[Tarefa curta]: Reescreva tudo desde o início dos itens até a linha que contém "target: black knurled knob", inclusive, trocando "black" por "silver" e mantendo todo o resto inalterado. Deixe as imagens fora da resposta.

(Itens de uma coleção)
+ + + +
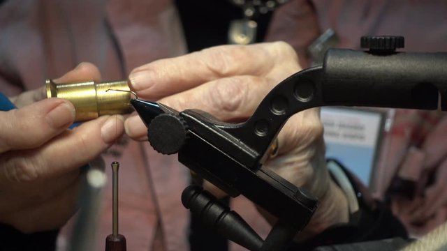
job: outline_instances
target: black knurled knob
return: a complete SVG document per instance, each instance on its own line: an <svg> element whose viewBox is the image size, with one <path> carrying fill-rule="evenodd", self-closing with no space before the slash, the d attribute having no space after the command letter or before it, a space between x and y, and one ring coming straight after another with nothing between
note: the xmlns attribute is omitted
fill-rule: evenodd
<svg viewBox="0 0 447 251"><path fill-rule="evenodd" d="M178 115L160 114L147 127L149 142L160 153L177 153L188 137L188 124Z"/></svg>
<svg viewBox="0 0 447 251"><path fill-rule="evenodd" d="M394 52L404 45L402 36L365 36L360 38L360 47L370 51Z"/></svg>

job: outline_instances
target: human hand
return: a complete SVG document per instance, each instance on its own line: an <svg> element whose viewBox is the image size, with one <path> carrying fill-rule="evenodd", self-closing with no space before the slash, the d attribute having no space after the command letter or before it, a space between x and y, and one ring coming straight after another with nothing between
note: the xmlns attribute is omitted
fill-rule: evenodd
<svg viewBox="0 0 447 251"><path fill-rule="evenodd" d="M140 98L179 111L200 109L221 121L240 122L276 84L300 70L293 49L278 42L220 46L159 60L134 69L129 79ZM138 116L127 119L125 128L131 137L147 139L147 129ZM319 109L291 117L278 139L279 155L265 165L295 185L309 188L321 200L306 227L307 234L346 222L346 198L325 168Z"/></svg>
<svg viewBox="0 0 447 251"><path fill-rule="evenodd" d="M99 80L83 63L56 82ZM102 116L68 130L75 108L46 98L42 89L12 100L18 109L0 112L0 222L24 233L63 225L75 211L80 167L124 132L120 116Z"/></svg>

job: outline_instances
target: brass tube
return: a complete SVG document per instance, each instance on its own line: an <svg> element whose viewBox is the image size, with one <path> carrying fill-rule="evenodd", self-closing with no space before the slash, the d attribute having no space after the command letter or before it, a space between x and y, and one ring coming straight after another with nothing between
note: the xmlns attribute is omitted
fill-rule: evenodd
<svg viewBox="0 0 447 251"><path fill-rule="evenodd" d="M47 97L69 100L76 109L76 122L98 118L101 115L126 114L133 109L127 80L96 83L93 81L69 84L45 82ZM108 91L108 90L110 90Z"/></svg>

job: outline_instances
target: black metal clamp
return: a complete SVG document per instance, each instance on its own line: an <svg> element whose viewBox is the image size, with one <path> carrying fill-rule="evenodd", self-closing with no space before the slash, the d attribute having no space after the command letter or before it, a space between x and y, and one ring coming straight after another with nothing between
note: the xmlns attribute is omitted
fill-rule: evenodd
<svg viewBox="0 0 447 251"><path fill-rule="evenodd" d="M263 241L200 188L185 190L185 206L196 208L205 224L247 248L284 250L318 204L312 195L263 167L266 152L290 116L325 105L436 109L439 96L441 108L447 109L447 53L395 52L403 46L403 38L365 39L369 51L330 50L322 66L279 83L242 123L224 123L200 110L177 112L132 100L156 150L178 153L179 161L187 167L232 197L244 195L278 222Z"/></svg>

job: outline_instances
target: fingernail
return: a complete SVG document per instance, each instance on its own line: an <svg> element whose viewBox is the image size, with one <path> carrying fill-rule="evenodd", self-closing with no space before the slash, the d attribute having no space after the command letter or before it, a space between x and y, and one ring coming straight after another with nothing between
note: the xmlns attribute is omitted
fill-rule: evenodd
<svg viewBox="0 0 447 251"><path fill-rule="evenodd" d="M106 144L111 144L117 139L122 132L118 128L124 121L121 115L111 116L103 123L101 128L101 137Z"/></svg>
<svg viewBox="0 0 447 251"><path fill-rule="evenodd" d="M148 69L133 71L129 76L133 90L141 91L152 86L154 82L154 71Z"/></svg>
<svg viewBox="0 0 447 251"><path fill-rule="evenodd" d="M47 114L45 119L53 128L68 127L75 120L75 111L73 106L63 102Z"/></svg>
+ + + +
[Resposta ao exercício]:
job: outline_instances
target: silver knurled knob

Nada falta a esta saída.